Short task A:
Update the records below by replacing "doorway" with "entrance", leaving everything else in them unchanged.

Rationale: We expect it to be a deliberate decision which fields are flagged for automation by the MISP operators, so it should not be set automatically.
` misp_additional_correlation_fields': list of field for which the correlation flags will be enabled (in addition to those which are already enabled because they are significant_fields).
It is likely that there are attributes which should not be checked for duplicates of insertion,
but correlated, e.g. asn
or network
.
The feed can be interesting, so we add an option:
add_feed_provider_as_tag
: Boolean, Default True
Any idea what tag to use for adding the feed provider? https://github.com/MISP/misp-taxonomies does not seem to suggest any namespace or predicate. What about IntelMQ:feed.provider="XXX"

Supplied data:
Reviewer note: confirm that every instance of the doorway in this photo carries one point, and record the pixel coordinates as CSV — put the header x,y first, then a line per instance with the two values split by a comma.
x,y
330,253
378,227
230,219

Short task B:
Answer these about the MISP discussion above:
(i) What is the default value of the add_feed_provider_as_tag option?
(ii) Which two examples are given of attributes that should be correlated but not checked for duplicates?
(iii) What tag is proposed for adding the feed provider?

Full solution A:
Reviewer note: confirm that every instance of the entrance in this photo carries one point, and record the pixel coordinates as CSV — put the header x,y first, then a line per instance with the two values split by a comma.
x,y
330,253
378,227
230,219

Full solution B:
(i) True
(ii) asn and network
(iii) IntelMQ:feed.provider="XXX"